### [EXTRAIT DU DOCUMENT]
_ _ _ _

Concernant Sarkozy, il faut rappeler que la grande majorité des commentateurs le voyaient déjà chef du gouvernement l'année dernière après la Bérézina des régionales. Raffarin avait finalement était reconduit, à la surprise quasi-générale. A cela, deux raisons principales. D'abord, Chirac n'avait aucune envie de se "laisser emmerder" en s'imposant une simili-cohabitation avec Sarko. Ensuite, il avait estimé que les remplaçants potentiels étaient trop inexpérimentés ou trop affaiblis : Villepin était marqué par son image de diplomate, Fillon s'était pris une claque dans sa région, Juppé n'en avait pas fini avec ses ennuis judiciaires.

Sur le premier point, on voit mal en quoi la situation a évolué depuis l'année dernière. On a même la nette impression que la guerre de tranchés entre les chiraquiens et les sarkozystes a empiré depuis l'année dernière. Sur le plan des circonstances, rien n'a fondamentalement changé non plus : la grande majorité des députés de la droite parlementaires et des éditorialistes de la presse dassaultienne réclame à corps et à cri, aujourd'hui comme en mars 2004, une droite qui soit à droite, une politique économique qui soit libérale et un Sarko qui soit à Matignon. Mais la majorité de ceux qui ont voté contre Chirac, aujourd'hui comme en mars 2004, apprécieraient moyennement que son "je vous ai compris" prenne la forme d'un majeur levé bien haut.
Thatcher se serait délectée de cette provocation, because, you see, the lady's not for turning. Mais ce n'est pas (plus) vraiment le genre de Chirac.

_ _ _ _

Quelques enregistrements

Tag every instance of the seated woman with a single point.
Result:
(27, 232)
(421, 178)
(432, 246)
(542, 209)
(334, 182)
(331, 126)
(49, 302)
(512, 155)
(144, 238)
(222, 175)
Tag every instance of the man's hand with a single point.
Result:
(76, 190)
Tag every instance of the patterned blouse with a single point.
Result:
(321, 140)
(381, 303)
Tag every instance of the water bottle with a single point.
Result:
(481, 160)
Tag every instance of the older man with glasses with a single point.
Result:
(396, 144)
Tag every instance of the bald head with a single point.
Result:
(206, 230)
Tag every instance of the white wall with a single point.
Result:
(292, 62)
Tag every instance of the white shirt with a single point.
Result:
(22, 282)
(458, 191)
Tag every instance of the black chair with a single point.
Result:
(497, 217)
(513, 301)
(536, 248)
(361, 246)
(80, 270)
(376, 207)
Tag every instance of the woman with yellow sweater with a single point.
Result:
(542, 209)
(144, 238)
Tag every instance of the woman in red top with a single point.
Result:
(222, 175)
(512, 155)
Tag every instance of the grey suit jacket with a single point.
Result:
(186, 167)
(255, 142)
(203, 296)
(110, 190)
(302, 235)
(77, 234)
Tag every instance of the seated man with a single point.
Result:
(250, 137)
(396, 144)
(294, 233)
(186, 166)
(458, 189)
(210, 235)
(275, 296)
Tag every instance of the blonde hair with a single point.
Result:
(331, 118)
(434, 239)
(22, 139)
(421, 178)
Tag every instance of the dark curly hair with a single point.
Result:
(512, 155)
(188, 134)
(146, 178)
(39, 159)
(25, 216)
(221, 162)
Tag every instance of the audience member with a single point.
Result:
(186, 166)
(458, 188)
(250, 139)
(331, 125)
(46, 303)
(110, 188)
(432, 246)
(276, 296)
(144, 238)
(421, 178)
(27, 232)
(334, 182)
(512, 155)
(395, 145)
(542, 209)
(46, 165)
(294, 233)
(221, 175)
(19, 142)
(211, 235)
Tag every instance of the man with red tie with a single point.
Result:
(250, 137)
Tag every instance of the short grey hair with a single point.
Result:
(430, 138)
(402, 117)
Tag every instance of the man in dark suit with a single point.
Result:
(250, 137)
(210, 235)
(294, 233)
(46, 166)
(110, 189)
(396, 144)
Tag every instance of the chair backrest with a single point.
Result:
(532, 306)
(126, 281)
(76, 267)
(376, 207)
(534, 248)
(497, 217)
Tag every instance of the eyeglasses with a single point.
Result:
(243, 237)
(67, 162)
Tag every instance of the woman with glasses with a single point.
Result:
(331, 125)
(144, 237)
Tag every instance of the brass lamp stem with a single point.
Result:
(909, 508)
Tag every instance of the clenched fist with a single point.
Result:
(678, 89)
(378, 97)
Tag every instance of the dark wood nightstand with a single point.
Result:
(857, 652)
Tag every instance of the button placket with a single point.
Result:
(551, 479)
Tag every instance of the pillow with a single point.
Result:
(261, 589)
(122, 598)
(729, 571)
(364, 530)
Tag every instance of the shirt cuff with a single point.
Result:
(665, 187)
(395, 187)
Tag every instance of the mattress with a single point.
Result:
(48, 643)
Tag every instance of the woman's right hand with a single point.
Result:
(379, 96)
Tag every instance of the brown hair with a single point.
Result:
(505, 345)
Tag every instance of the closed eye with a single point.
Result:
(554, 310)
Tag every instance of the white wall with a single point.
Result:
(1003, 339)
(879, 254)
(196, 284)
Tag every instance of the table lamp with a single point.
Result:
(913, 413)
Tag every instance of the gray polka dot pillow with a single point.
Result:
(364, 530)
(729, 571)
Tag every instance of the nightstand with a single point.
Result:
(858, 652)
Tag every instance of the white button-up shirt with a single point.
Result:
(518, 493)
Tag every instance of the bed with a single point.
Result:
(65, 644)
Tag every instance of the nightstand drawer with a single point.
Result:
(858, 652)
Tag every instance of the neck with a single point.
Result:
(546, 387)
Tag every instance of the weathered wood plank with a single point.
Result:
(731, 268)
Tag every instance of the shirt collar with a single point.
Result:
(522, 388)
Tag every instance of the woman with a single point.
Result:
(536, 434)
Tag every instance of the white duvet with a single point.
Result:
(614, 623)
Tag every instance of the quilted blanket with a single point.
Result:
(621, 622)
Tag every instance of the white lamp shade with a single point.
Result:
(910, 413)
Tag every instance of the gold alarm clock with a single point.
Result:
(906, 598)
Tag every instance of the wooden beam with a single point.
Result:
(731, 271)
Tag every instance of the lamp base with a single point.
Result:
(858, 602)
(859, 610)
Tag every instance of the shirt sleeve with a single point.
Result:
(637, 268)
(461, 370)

_ _ _ _

### [CONSIGNE DE L'EXERCICE]
Selon l'extrait sur Sarkozy et Matignon, pourquoi Raffarin a-t-il été reconduit après la Bérézina des régionales ? Répondez en une à trois phrases.

### [RÉPONSE RÉDIGÉE]
Raffarin a été reconduit pour deux raisons principales. D'abord, Chirac ne voulait pas s'imposer une simili-cohabitation avec Sarkozy. Ensuite, il jugeait les remplaçants potentiels trop inexpérimentés ou trop affaiblis : Villepin était marqué par son image de diplomate, Fillon avait pris une claque dans sa région, et Juppé n'en avait pas fini avec ses ennuis judiciaires.